Job> Please identify every line below that contains the word "branch" and copy each of those lines.
## Start Data shown
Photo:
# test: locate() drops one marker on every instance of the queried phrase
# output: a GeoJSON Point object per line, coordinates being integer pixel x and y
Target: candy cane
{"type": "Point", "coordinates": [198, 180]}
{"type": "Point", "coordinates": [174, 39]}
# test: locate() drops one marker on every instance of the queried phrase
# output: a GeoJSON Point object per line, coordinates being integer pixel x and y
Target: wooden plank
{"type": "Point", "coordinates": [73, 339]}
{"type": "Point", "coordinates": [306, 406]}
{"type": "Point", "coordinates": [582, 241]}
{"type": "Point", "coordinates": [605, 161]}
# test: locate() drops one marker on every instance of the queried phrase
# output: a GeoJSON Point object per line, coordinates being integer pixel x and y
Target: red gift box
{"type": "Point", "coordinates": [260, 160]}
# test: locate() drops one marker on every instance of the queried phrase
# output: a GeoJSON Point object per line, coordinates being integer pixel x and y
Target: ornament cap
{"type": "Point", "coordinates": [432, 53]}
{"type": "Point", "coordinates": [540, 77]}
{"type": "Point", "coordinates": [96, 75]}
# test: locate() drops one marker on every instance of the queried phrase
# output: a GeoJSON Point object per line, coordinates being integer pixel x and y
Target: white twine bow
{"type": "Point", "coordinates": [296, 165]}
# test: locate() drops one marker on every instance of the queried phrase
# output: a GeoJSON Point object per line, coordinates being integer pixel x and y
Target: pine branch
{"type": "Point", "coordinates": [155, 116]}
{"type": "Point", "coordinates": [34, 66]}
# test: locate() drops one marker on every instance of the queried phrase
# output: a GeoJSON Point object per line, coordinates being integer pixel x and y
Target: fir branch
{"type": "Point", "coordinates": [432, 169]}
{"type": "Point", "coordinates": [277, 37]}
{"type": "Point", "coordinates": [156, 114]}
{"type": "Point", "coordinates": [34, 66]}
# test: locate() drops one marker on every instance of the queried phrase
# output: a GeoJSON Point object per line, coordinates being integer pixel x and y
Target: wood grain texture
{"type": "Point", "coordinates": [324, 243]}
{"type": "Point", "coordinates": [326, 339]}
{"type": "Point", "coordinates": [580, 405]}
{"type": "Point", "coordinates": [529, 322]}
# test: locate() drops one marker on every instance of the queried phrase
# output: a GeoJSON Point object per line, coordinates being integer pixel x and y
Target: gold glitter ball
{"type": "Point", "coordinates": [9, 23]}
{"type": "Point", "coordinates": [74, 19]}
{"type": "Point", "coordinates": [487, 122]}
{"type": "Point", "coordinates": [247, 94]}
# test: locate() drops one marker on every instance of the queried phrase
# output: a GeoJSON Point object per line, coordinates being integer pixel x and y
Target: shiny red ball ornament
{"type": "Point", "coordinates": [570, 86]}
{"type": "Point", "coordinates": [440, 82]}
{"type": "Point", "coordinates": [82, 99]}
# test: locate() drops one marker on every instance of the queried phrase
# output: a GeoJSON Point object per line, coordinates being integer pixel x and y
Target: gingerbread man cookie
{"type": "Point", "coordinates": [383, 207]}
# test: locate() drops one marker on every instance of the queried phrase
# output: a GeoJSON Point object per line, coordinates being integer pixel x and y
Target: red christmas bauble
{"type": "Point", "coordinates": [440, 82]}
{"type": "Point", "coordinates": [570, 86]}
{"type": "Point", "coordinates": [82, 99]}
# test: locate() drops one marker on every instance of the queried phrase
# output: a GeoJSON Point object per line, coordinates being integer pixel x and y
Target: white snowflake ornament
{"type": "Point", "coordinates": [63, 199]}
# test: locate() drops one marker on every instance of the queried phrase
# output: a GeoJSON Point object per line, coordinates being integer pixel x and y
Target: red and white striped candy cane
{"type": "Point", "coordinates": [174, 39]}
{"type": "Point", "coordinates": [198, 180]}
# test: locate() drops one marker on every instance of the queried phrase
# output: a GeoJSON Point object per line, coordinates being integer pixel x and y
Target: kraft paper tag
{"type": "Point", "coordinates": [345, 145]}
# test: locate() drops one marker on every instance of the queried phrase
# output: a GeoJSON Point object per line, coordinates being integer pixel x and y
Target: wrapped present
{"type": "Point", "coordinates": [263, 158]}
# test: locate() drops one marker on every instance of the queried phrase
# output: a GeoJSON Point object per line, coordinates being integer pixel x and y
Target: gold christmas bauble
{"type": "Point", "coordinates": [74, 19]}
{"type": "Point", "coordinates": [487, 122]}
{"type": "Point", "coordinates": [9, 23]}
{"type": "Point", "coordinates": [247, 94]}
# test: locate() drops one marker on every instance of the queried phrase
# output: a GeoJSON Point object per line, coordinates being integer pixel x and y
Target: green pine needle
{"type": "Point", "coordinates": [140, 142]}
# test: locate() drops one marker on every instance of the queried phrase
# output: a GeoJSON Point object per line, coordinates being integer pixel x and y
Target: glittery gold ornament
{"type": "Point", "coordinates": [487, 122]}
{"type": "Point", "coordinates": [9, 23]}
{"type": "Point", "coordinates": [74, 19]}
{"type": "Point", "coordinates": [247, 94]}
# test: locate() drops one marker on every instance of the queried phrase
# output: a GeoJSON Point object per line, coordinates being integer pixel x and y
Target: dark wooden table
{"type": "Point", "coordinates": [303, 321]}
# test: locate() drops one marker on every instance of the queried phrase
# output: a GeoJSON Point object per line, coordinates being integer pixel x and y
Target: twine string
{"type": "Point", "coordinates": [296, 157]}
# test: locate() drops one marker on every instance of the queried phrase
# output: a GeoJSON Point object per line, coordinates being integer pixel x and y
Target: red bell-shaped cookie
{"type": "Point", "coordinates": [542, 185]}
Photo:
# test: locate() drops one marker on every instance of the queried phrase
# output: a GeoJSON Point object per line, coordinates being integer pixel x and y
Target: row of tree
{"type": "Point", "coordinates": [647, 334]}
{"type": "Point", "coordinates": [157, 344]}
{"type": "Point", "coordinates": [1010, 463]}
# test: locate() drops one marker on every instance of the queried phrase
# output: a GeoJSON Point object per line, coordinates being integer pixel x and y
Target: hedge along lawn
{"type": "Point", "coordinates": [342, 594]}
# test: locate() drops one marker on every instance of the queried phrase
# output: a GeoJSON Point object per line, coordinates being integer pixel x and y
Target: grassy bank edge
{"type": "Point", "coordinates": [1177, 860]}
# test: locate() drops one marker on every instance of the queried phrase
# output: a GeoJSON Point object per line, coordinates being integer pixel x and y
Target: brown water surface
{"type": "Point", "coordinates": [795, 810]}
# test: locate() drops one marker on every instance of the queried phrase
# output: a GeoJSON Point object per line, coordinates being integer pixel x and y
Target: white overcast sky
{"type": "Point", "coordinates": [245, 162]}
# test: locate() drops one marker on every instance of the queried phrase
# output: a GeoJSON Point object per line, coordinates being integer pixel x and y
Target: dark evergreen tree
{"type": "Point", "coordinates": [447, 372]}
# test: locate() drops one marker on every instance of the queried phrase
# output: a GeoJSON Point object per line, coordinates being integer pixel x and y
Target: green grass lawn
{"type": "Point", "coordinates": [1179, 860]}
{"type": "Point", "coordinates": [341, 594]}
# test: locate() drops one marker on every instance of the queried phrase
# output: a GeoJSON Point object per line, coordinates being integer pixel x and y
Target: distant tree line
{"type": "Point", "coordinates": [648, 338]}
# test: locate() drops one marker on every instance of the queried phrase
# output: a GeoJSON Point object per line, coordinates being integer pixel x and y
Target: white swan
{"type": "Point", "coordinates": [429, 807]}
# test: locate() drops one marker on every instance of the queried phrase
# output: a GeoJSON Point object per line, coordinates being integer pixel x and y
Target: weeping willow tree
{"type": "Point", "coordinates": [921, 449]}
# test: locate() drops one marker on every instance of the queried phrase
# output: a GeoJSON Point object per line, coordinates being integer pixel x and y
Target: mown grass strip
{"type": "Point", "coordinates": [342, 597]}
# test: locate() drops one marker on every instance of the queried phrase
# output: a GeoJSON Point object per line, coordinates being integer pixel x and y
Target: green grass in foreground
## End Data shown
Output for this task>
Target: pine branch
Target: fir branch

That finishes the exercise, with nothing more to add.